Ilustrasi -- Foto: MI/Sumaryanto
Ilustrasi -- Foto: MI/Sumaryanto

BPD Jangan Memaksakan Spin Off

Dero Iqbal Mahendra • 09 Oktober 2014 19:28
medcom.id, Jakarta: Minimnya permodalan yang terdapat di Bank Pembangunan Daerah (BPD) menjadi suatu batasan yang menghalangi BPD untuk melakukan spin off unit usaha syariahnya sebagaimana yang diamantkan oleh UU No. 21 tahun 2008 untuk menjadi Badan Usaha Syariah (BUS).
 
Pengamat ekonomi syariah, Muhammad Syakir Sula, melihat bahwa BPD sudah harus melakukan konsolidasi aset yakni dengan melakukan merger antar sesama BPD dengan tujuan untuk membentuk suatu BPD nasional yang besar atau bahkan akan lebih baik lagi dengan menjadi bank nasional.
 
Syakir melihat bila BPD apa bila memaksakan spin off saat ini dengan modal yang masih kecil maka dikhawatirkan akan sulit berkembang dan pertumbuhannya dikhawatirkan akan sulit kedepannya. Kondisi tersebut akan menajdi semakin parah bila kedepannya Indonesia memasuki era Masyarakat Ekonomi Asean (MEA) dikarenakan bank-bank besar di Indonesia yang ukurannya masih kecil bila dibandingkan dengan bank-bank asing.

"Secara ketentuan dasar mereka tentu akan kesulitan dan untuk ekspansi tidak akan mempunyai dana yang cukup, meski begitu memang tidak semua BPD kekurangan dana," ungkap Syakir, di Jakarta, Kamis (9/10/2014).
 
Syakir melihat secara bisnis paling baik bila BPD di jadikan satu dengan dijadikan satu tempat sebagai pusatnya dengan menjadikan BPD daerah sebagai cabangnya.
 
"Itu akan lebih baik dibanding bila spin off tetapi kecil-kecil yang kemudian setelah digabung kemudian pemda menambahkan modalnya agar dapat menjadi bank nasional. Contohnya adalah BJB yang memang aslinya bank daerah tetapi berimprovisasi yang kemudian menjadi bank nasional," tambah dia.

Daftar Tugas:
a) Jawablah pertanyaan berikut berdasarkan artikel tentang spin off BPD.
(i) Undang-undang apa yang mengamanatkan spin off unit usaha syariah BPD?
(ii) Siapa pengamat ekonomi syariah yang dikutip dalam artikel itu?
(iii) Bank apa yang dijadikan contoh bank daerah yang menjadi bank nasional?
b) Tulislah lanjutan artikel tentang spin off BPD, dimulai sesudah kalimat terakhirnya.

Daftar Data:
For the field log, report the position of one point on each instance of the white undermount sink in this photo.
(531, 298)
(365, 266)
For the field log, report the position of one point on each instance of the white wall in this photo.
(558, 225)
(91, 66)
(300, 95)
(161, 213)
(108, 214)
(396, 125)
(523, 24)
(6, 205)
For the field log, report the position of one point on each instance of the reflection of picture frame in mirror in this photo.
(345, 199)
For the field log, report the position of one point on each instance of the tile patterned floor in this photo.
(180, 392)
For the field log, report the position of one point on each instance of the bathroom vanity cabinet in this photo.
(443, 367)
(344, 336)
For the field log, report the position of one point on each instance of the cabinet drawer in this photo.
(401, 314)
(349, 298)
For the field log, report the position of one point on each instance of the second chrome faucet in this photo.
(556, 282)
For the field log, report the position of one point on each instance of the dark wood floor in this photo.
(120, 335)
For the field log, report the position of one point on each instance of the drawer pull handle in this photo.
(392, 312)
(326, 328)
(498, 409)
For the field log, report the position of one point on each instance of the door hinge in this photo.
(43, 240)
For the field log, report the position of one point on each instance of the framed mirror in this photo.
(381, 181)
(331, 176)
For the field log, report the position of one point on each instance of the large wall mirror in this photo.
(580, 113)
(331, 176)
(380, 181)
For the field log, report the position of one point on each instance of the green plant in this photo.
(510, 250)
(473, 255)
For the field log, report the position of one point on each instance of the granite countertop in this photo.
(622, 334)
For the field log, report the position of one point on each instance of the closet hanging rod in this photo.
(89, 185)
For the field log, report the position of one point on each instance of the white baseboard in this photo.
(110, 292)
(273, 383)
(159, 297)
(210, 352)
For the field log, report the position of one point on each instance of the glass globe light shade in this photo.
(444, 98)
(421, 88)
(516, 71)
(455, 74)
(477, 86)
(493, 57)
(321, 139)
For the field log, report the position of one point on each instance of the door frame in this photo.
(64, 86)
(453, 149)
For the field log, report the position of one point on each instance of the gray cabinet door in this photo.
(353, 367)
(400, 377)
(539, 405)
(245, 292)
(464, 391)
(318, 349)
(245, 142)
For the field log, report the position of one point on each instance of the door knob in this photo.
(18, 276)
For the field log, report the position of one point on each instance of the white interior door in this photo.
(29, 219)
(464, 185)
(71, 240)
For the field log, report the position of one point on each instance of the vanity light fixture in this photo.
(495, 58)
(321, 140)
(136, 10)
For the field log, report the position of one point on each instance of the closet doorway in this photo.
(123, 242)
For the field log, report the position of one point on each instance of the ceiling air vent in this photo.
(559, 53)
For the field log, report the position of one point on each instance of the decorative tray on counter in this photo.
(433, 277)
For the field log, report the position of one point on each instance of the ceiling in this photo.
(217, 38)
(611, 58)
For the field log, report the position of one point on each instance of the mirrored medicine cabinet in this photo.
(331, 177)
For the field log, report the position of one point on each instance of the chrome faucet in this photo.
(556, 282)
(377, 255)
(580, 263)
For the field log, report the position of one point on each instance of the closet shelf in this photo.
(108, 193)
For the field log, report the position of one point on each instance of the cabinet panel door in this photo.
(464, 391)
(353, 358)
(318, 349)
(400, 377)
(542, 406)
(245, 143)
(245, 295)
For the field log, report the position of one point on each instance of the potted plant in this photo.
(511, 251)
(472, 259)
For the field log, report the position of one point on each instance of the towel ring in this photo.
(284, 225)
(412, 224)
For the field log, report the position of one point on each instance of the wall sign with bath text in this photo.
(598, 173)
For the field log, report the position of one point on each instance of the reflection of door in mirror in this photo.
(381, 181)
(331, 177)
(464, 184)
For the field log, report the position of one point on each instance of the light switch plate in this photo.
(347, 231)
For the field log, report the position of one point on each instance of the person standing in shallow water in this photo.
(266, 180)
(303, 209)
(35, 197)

Jawaban Latihan:
a)
(i) UU No. 21 tahun 2008.
(ii) Muhammad Syakir Sula.
(iii) BJB.

b)
Pertimbangan merger tersebut didasarkan kepada asumsi logis dengan mempertimbangkan perkembangan ekonomi kedepannya. Syakir menilai apabila pemda sebagai pemilik BPD tidak rela untuk di merger dan memaksakan spin off maka dikhawatirkan akan mengalami masalah di OJK dikarenakan akan terbentur aturan permodalan.
 
Saat ini mungkin hanya kurang dari setengah BPD yang memiliki permodalan yang cukup untuk melakukan spin off dan sisanya mau tidak mau harus bergabung. Ia mencontohkan bahwa saat ini jangankan BPD, banyak juga bank nasional yang sudah melakukan spin off akan tetapi perkembangannya sangat lambat dan cenderung berjalan di tempat.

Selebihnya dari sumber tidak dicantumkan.